» **Task description**: Every line below from the one containing "Give the mask of every instance of the distant" to the final line must be reproduced exactly, and no other line may appear in the answer.

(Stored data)
::::

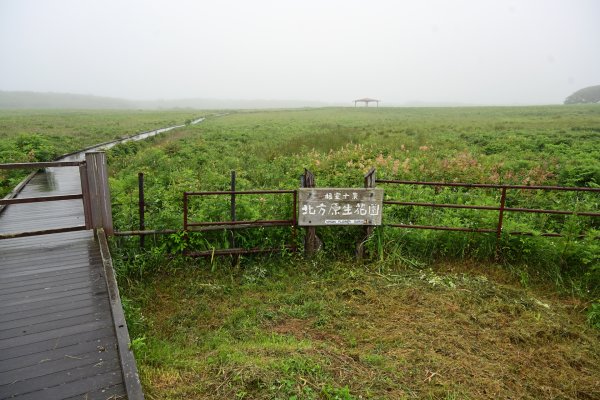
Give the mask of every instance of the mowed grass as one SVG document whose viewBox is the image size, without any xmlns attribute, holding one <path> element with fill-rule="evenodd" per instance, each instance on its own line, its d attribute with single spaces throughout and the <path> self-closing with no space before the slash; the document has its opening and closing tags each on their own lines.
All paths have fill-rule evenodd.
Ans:
<svg viewBox="0 0 600 400">
<path fill-rule="evenodd" d="M 600 397 L 584 301 L 524 289 L 499 266 L 243 264 L 125 285 L 146 398 Z"/>
</svg>

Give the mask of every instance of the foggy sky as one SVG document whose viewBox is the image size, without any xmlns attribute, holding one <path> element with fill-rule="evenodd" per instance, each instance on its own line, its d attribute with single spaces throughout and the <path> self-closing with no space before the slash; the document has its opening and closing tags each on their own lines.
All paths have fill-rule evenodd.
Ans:
<svg viewBox="0 0 600 400">
<path fill-rule="evenodd" d="M 600 84 L 597 0 L 0 0 L 0 90 L 553 104 Z"/>
</svg>

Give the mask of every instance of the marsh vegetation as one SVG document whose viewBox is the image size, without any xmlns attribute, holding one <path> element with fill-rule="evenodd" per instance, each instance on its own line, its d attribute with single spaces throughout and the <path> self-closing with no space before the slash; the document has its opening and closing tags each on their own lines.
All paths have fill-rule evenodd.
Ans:
<svg viewBox="0 0 600 400">
<path fill-rule="evenodd" d="M 3 112 L 1 161 L 45 158 L 197 115 Z M 137 172 L 145 173 L 146 225 L 157 230 L 181 229 L 182 192 L 226 190 L 231 170 L 239 190 L 294 189 L 304 168 L 321 187 L 362 186 L 371 167 L 387 179 L 600 184 L 600 108 L 593 105 L 206 116 L 109 151 L 118 230 L 137 228 Z M 386 196 L 496 205 L 499 193 L 416 186 L 386 187 Z M 568 192 L 523 191 L 510 201 L 578 212 L 600 204 L 597 193 Z M 250 196 L 237 212 L 275 218 L 290 207 Z M 227 219 L 229 203 L 198 201 L 191 212 Z M 489 227 L 497 214 L 389 207 L 384 224 L 391 221 Z M 389 227 L 376 229 L 373 257 L 363 263 L 353 258 L 356 227 L 319 229 L 324 251 L 310 260 L 283 252 L 232 265 L 180 255 L 186 247 L 227 247 L 223 233 L 195 233 L 189 242 L 157 235 L 144 249 L 137 237 L 122 237 L 112 250 L 151 399 L 593 399 L 600 396 L 599 224 L 515 214 L 507 231 L 533 236 L 502 235 L 498 261 L 493 234 Z M 289 240 L 289 228 L 236 233 L 246 247 Z"/>
</svg>

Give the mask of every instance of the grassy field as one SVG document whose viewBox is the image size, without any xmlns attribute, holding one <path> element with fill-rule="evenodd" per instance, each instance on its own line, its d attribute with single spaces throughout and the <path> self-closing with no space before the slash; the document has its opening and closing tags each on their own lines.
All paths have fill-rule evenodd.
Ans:
<svg viewBox="0 0 600 400">
<path fill-rule="evenodd" d="M 119 124 L 128 120 L 126 113 L 91 113 L 79 121 L 64 114 L 72 126 L 64 130 L 75 136 L 92 130 L 85 118 L 98 129 L 100 121 L 114 127 L 107 136 L 119 135 Z M 180 115 L 197 116 L 191 114 Z M 141 115 L 151 124 L 152 114 Z M 54 113 L 0 116 L 13 127 L 5 129 L 9 141 L 0 143 L 16 143 L 19 122 L 9 125 L 11 118 L 24 127 L 60 126 L 49 122 Z M 131 121 L 137 118 L 134 113 Z M 43 144 L 76 140 L 58 138 L 60 129 L 23 131 Z M 110 150 L 113 216 L 118 230 L 137 228 L 138 171 L 146 176 L 147 227 L 177 229 L 182 192 L 228 189 L 231 170 L 239 190 L 293 189 L 304 168 L 315 173 L 318 186 L 345 187 L 362 186 L 370 167 L 389 179 L 598 187 L 600 108 L 325 108 L 209 116 Z M 496 205 L 499 193 L 386 187 L 386 196 Z M 510 202 L 600 208 L 599 196 L 591 194 L 516 193 Z M 239 201 L 238 218 L 281 218 L 290 207 L 289 199 L 251 196 Z M 197 220 L 227 219 L 228 213 L 228 200 L 191 204 Z M 490 227 L 497 214 L 390 207 L 384 223 L 393 221 Z M 374 257 L 358 263 L 358 228 L 320 228 L 324 251 L 314 259 L 284 253 L 243 257 L 233 266 L 230 259 L 168 256 L 185 247 L 227 247 L 228 234 L 193 234 L 189 244 L 180 234 L 149 237 L 145 250 L 138 238 L 116 239 L 113 258 L 147 398 L 599 399 L 600 221 L 519 215 L 507 218 L 506 229 L 535 235 L 503 235 L 498 262 L 494 235 L 460 232 L 380 228 L 368 242 Z M 583 232 L 586 239 L 578 237 Z M 278 247 L 290 231 L 240 232 L 236 240 Z"/>
<path fill-rule="evenodd" d="M 303 168 L 318 186 L 361 186 L 376 167 L 392 179 L 597 187 L 600 109 L 317 109 L 237 112 L 110 154 L 120 229 L 134 229 L 136 176 L 146 174 L 147 224 L 181 227 L 181 193 L 290 189 Z M 497 204 L 497 191 L 389 189 L 394 198 Z M 523 195 L 514 206 L 598 210 L 597 195 Z M 238 218 L 289 215 L 289 200 L 239 200 Z M 229 203 L 191 205 L 227 219 Z M 495 226 L 495 213 L 388 209 L 384 221 Z M 180 235 L 117 263 L 149 398 L 599 398 L 598 221 L 518 216 L 508 229 L 563 239 L 379 229 L 379 256 L 352 261 L 356 228 L 319 229 L 325 251 L 271 258 L 165 261 Z M 589 238 L 577 235 L 587 232 Z M 280 246 L 287 229 L 236 234 Z M 300 238 L 299 238 L 300 239 Z M 228 235 L 191 245 L 227 247 Z"/>
<path fill-rule="evenodd" d="M 171 265 L 125 291 L 149 399 L 597 399 L 586 302 L 489 263 Z"/>
<path fill-rule="evenodd" d="M 293 189 L 308 168 L 321 187 L 362 186 L 363 174 L 377 168 L 378 177 L 443 180 L 467 183 L 509 183 L 589 186 L 600 182 L 600 109 L 582 107 L 441 108 L 441 109 L 316 109 L 238 112 L 182 130 L 149 143 L 130 144 L 111 152 L 113 212 L 119 229 L 137 227 L 137 176 L 146 174 L 147 226 L 180 228 L 182 192 L 225 190 L 230 171 L 237 171 L 237 188 Z M 386 197 L 466 205 L 499 204 L 493 190 L 435 190 L 385 187 Z M 190 205 L 195 220 L 228 218 L 223 198 Z M 599 208 L 597 194 L 515 192 L 513 207 L 591 211 Z M 290 215 L 289 199 L 245 197 L 238 203 L 239 219 L 281 219 Z M 495 228 L 495 212 L 386 207 L 384 223 L 401 222 L 467 228 Z M 525 266 L 529 274 L 545 274 L 581 294 L 599 285 L 590 270 L 598 264 L 598 218 L 507 214 L 506 231 L 533 237 L 503 235 L 500 248 L 508 263 Z M 548 239 L 540 233 L 563 234 Z M 579 234 L 588 239 L 577 239 Z M 329 254 L 349 256 L 357 228 L 319 229 Z M 244 246 L 282 246 L 286 229 L 238 235 Z M 211 250 L 228 245 L 227 235 L 193 235 L 192 245 Z M 178 237 L 161 245 L 179 248 Z M 423 260 L 442 257 L 490 259 L 494 235 L 380 229 L 368 243 L 392 257 Z M 586 275 L 587 274 L 587 275 Z M 570 276 L 576 275 L 572 285 Z"/>
</svg>

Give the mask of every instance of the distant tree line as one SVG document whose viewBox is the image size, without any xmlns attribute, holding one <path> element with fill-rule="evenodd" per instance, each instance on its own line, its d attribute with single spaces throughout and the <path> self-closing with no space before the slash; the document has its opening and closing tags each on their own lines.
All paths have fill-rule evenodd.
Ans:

::::

» **Answer for the task**:
Give the mask of every instance of the distant tree line as one SVG document whose viewBox is the image size, without any xmlns attribute, holding one <path> element with fill-rule="evenodd" per instance, each instance on its own line, its d attribute with single spaces throughout and the <path> self-closing with no space before the slash; the document has its opening and closing tags each on their own lines.
All paths have fill-rule evenodd.
Ans:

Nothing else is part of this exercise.